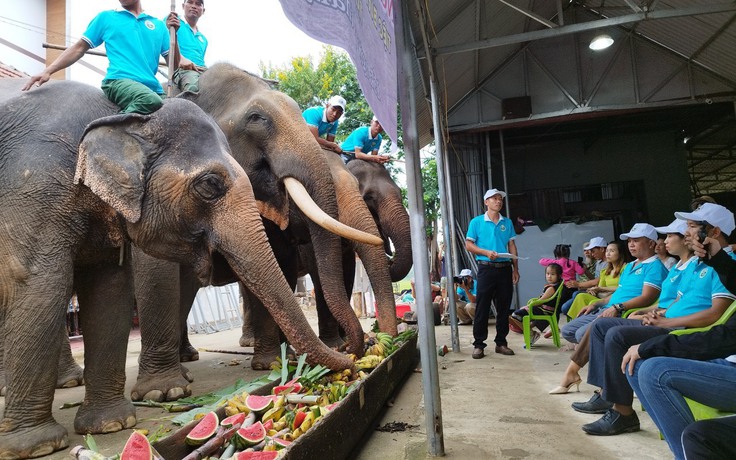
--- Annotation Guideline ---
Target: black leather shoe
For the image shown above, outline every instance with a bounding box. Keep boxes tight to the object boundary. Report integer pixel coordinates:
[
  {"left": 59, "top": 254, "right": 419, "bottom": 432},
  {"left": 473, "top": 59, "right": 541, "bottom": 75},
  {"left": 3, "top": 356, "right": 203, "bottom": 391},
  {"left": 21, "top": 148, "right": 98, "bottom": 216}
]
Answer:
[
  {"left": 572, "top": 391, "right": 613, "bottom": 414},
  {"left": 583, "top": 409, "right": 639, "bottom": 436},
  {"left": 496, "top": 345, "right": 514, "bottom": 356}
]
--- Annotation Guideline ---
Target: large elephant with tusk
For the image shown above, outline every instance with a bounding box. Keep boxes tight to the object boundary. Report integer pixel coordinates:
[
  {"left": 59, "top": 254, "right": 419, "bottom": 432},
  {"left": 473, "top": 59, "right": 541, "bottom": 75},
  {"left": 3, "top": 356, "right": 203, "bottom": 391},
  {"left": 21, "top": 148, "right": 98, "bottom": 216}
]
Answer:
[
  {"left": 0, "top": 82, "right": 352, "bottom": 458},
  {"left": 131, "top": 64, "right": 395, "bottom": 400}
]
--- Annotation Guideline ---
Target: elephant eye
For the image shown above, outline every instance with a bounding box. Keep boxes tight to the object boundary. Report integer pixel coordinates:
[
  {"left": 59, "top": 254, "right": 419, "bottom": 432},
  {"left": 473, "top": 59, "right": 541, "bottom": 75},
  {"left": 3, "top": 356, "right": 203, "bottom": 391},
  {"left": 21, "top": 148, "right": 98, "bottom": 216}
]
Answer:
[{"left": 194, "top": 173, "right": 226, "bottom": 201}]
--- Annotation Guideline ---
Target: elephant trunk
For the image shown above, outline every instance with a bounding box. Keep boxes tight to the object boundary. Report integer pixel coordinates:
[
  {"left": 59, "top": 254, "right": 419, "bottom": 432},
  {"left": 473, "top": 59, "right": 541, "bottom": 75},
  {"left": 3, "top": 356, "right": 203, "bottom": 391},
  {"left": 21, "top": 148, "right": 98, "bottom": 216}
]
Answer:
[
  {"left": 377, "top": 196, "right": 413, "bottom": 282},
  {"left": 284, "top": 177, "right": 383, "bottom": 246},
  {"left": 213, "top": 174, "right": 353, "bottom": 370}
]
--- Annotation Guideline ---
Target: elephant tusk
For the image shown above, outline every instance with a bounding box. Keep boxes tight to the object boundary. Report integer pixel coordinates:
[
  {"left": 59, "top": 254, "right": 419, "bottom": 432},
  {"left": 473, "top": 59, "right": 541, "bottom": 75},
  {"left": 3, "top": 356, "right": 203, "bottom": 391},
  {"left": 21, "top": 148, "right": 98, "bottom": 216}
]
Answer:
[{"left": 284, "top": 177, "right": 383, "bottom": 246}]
---
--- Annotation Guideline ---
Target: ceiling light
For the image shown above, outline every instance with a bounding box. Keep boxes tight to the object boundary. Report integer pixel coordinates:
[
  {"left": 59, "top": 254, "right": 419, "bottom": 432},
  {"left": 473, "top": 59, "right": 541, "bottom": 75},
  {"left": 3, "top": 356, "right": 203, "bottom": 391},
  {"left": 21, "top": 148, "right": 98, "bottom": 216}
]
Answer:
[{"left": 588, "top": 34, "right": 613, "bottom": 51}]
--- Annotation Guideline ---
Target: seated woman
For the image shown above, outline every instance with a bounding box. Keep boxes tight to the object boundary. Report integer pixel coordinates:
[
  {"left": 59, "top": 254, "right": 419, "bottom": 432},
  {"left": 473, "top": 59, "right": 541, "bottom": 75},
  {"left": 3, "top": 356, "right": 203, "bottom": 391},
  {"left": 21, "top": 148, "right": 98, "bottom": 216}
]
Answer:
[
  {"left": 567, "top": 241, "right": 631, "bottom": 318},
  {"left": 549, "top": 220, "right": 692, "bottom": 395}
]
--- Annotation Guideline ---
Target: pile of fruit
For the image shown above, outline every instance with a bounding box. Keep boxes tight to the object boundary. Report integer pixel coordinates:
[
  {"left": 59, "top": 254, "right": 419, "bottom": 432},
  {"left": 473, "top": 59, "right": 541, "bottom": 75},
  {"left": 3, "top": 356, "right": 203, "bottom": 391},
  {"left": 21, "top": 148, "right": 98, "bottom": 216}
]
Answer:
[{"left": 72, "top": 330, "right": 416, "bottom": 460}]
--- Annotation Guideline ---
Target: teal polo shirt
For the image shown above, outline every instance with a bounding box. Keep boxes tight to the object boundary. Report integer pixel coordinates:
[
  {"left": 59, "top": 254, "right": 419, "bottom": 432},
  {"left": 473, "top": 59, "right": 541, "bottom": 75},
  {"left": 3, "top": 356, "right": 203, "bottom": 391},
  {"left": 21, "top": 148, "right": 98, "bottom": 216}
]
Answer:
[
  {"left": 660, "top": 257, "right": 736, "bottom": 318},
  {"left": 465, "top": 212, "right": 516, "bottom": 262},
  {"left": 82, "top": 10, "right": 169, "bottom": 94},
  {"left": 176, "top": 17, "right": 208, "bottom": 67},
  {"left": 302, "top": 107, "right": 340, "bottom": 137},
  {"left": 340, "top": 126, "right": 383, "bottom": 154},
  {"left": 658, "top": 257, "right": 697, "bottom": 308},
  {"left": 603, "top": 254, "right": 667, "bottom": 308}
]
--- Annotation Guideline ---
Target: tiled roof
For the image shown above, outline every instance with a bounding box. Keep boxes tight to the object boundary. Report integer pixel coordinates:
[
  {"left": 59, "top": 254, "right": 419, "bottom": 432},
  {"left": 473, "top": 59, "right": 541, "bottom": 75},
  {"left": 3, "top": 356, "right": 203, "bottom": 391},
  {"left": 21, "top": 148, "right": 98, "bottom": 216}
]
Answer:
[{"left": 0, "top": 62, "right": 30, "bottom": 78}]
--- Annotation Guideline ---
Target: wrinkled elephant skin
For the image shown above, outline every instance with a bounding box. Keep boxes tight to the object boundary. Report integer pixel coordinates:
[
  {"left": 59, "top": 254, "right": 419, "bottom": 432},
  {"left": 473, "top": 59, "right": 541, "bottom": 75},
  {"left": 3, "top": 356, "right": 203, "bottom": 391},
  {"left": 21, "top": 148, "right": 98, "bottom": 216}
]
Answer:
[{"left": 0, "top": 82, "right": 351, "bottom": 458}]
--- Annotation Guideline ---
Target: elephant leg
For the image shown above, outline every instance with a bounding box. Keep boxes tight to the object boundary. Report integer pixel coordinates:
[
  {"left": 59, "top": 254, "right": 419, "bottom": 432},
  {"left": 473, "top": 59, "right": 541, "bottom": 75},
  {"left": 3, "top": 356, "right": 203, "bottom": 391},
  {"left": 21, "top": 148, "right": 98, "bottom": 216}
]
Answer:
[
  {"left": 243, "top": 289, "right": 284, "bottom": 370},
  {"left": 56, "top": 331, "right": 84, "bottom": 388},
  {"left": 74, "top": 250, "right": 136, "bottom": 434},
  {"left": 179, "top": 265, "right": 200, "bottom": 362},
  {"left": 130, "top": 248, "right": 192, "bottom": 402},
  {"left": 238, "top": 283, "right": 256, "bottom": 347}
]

- _TASK TO COMPLETE_: Filter the records above, copying out every line that holds the word "elephant". Case counts, so match the word only with the same capitalization.

- _SOLUTION TO THIS TASK_:
Target: large elephant with tusk
Target: elephant eye
Target: elephant trunk
Target: elephant tusk
Target: wrinkled elephant skin
Target: elephant leg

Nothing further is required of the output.